- [Exercise aim] Rewrite every line of the listing below as a numbered list, omitting blank lines.
>> start
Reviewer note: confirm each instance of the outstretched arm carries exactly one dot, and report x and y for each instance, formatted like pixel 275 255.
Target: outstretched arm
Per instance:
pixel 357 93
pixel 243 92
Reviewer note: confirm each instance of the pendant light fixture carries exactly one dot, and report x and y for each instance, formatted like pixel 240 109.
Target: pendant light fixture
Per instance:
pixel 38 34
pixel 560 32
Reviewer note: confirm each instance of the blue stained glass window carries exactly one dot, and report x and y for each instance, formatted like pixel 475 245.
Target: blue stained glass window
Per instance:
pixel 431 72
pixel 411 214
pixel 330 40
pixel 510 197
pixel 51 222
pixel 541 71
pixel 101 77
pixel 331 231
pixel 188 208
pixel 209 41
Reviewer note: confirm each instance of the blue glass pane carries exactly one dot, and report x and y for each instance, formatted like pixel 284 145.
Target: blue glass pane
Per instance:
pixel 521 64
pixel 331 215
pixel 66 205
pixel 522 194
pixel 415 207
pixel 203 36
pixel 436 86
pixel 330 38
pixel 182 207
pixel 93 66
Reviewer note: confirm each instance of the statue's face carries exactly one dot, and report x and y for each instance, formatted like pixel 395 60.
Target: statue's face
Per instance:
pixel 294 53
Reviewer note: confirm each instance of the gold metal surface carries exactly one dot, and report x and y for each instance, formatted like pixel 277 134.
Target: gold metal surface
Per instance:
>> end
- [The output]
1. Reviewer note: confirm each instance of the outstretched arm carries exactly one dot, and report x and y for each instance, formatted like pixel 275 255.
2. Target: outstretched arm
3. Per instance:
4. pixel 357 93
5. pixel 243 92
6. Reviewer note: confirm each instance of the pendant light fixture carries exactly one dot, and report x and y for each instance, formatted like pixel 240 109.
7. Target: pendant light fixture
8. Per instance:
9. pixel 38 34
10. pixel 560 32
11. Reviewer note: confirm each instance of the blue stained glass window carries exactly one dot, and report x and y for each instance, formatted like pixel 475 245.
12. Target: blue stained glass window
13. Per instance:
14. pixel 431 72
15. pixel 411 214
16. pixel 330 40
17. pixel 510 197
18. pixel 51 222
19. pixel 541 71
20. pixel 101 77
21. pixel 331 231
22. pixel 188 208
23. pixel 209 41
24. Reviewer note: confirm each instance of the blue glass pane carries exactly one dot, and report x and y for each instance, formatted like pixel 284 145.
25. Target: blue glass pane
26. Per instance:
27. pixel 521 64
28. pixel 331 215
29. pixel 66 205
30. pixel 522 194
31. pixel 415 207
32. pixel 203 36
33. pixel 436 86
34. pixel 330 38
35. pixel 182 207
36. pixel 93 66
37. Reviewer note: confirm each instance of the statue's face carries exactly one dot, and report x and y for each instance, formatted like pixel 395 60.
38. Target: statue's face
39. Per instance:
40. pixel 294 53
41. Reviewer note: confirm each instance of the gold metal surface carries exactly one dot, and report x and y for each instance, formatted like pixel 277 134.
42. Target: gold metal surface
43. Per instance:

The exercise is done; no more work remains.